### Items
········

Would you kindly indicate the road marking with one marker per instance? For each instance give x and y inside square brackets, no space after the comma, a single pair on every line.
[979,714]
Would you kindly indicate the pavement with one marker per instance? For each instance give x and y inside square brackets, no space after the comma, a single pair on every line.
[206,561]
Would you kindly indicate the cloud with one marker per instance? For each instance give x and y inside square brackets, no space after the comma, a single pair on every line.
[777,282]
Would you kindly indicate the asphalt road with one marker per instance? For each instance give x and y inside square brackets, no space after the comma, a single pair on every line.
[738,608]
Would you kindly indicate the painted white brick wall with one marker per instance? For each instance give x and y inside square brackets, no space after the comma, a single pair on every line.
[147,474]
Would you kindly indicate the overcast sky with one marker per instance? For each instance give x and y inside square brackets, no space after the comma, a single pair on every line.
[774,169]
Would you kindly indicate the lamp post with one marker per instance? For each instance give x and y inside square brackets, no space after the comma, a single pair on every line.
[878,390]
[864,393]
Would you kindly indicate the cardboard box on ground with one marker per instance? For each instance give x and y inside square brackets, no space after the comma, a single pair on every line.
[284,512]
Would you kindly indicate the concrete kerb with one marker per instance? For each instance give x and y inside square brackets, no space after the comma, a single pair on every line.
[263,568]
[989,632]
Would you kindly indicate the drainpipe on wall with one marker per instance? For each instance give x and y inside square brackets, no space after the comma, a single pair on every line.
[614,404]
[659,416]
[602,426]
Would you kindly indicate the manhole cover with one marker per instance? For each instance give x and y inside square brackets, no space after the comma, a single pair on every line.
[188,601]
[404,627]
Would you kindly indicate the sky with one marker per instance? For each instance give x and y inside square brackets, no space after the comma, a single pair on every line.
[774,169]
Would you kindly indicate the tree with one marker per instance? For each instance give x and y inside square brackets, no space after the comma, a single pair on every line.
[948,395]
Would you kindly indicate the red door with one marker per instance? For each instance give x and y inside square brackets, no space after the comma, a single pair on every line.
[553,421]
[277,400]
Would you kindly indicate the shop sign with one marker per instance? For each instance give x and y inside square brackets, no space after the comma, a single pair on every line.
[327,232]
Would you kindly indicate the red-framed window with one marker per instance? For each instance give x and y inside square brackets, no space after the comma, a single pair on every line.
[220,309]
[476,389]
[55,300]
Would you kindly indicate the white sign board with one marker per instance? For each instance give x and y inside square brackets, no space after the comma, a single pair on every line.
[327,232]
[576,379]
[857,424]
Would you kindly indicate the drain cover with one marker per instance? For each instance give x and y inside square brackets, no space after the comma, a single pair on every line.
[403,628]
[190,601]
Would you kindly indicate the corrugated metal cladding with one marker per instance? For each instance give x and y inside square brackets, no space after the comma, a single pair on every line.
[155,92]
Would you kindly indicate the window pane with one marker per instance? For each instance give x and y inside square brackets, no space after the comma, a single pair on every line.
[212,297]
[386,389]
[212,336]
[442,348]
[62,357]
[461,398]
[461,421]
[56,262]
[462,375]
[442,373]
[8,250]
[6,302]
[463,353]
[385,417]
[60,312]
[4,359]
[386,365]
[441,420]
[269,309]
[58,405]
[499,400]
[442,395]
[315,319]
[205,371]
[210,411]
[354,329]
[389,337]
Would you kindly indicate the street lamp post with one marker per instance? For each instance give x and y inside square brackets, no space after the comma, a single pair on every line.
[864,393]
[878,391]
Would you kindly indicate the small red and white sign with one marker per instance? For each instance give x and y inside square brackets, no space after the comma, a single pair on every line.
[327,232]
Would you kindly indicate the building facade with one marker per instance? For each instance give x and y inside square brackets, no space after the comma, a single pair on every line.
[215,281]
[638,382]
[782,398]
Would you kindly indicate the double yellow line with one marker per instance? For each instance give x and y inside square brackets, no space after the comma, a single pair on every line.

········

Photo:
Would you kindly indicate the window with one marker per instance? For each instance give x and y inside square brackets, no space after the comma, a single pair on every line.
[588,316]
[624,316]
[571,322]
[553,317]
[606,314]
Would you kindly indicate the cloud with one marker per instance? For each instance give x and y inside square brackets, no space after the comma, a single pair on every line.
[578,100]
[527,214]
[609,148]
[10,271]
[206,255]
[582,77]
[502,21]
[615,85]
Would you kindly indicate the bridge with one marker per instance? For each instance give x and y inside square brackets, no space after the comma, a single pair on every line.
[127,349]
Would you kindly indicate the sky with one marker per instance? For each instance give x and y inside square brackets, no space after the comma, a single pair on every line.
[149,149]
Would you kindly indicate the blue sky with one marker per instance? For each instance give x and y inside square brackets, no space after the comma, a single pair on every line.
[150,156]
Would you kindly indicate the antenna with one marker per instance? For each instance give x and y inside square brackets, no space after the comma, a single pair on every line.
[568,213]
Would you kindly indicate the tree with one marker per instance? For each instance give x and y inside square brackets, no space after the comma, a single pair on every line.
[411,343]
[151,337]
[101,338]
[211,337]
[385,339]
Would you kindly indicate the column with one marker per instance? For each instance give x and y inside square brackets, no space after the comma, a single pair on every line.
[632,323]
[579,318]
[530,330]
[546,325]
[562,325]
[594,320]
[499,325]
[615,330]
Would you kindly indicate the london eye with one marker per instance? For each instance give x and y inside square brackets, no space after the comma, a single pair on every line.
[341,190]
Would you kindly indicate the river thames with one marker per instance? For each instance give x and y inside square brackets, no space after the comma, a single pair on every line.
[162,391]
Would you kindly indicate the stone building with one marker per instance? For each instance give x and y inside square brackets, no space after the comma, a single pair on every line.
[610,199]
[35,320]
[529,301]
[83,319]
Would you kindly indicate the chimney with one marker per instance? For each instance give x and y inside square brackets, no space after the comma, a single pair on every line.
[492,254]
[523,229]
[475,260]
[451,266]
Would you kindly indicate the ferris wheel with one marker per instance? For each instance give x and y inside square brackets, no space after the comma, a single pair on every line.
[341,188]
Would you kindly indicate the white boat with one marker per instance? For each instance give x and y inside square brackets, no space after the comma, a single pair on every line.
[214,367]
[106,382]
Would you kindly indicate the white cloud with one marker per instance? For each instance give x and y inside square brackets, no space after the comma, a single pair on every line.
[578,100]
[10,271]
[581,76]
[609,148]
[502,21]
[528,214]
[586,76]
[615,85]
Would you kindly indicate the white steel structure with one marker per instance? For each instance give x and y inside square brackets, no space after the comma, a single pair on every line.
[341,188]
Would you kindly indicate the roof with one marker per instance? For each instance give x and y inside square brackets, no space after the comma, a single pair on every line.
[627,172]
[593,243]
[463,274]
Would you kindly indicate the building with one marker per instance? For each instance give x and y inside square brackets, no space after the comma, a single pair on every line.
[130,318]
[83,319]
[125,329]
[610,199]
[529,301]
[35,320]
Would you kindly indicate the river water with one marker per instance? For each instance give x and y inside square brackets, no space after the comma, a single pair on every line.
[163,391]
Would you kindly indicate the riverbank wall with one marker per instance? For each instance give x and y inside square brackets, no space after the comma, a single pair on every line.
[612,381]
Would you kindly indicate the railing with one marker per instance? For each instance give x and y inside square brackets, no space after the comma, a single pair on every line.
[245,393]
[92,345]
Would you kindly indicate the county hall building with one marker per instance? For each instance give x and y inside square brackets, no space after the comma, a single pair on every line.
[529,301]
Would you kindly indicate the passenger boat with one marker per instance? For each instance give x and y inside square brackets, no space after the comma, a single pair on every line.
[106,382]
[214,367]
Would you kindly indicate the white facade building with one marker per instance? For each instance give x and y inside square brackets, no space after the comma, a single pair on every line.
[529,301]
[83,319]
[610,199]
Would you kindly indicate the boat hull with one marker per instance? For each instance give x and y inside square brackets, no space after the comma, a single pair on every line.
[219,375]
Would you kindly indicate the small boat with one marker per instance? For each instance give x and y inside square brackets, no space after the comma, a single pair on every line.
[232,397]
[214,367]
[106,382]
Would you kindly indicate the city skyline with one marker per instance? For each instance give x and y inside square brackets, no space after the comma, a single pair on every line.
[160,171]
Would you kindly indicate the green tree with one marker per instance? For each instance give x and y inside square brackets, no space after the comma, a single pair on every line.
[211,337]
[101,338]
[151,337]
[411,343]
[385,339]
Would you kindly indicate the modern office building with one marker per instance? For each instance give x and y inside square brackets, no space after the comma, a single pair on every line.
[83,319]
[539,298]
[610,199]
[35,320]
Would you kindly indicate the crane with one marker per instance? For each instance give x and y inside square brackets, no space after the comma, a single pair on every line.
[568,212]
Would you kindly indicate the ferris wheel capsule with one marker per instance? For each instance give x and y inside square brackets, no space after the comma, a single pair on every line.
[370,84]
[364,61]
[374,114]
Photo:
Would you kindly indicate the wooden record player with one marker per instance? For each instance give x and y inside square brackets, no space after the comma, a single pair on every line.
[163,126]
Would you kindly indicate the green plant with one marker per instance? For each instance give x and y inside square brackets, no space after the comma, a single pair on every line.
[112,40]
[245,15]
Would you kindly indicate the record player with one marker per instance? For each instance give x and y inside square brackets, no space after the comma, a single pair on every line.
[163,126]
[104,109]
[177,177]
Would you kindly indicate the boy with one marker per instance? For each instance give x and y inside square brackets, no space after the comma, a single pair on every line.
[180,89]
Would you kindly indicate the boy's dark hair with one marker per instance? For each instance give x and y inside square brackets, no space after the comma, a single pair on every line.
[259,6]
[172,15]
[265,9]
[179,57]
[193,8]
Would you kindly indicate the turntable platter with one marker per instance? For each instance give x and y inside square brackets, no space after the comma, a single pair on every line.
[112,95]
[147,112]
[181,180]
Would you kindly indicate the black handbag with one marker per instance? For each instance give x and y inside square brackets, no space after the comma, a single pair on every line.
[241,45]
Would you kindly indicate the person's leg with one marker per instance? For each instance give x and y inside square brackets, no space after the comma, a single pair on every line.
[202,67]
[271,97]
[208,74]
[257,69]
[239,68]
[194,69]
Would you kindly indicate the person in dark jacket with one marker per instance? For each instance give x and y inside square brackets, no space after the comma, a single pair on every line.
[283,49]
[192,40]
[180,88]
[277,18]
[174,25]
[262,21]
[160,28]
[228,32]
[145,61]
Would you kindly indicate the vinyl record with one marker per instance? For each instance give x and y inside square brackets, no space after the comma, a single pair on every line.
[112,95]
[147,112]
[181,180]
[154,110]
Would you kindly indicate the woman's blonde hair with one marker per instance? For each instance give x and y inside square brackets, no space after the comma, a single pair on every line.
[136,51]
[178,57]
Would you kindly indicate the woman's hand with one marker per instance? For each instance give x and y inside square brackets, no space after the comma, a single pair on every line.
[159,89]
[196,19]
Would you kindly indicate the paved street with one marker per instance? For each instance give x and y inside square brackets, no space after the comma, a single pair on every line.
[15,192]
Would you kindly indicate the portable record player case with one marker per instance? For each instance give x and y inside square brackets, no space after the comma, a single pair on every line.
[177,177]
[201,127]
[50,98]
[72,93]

········

### Work to be completed
Find each row above that contains the word "sign", and copy every such row in full.

### Exercise answer
Would you kindly indicate the shop sign with one marker per instance? For each instance give x and y inside square brackets, no space after the comma, a single pair on every line.
Would you kindly indicate the white sign board with one marker per instance? For each instance give x and y inside square brackets, no space after the comma, a single pair on every line.
Would you kindly indicate the small red and white sign with one marker per instance? For each instance give x and y inside square brackets, no space after the comma, a single pair on every line.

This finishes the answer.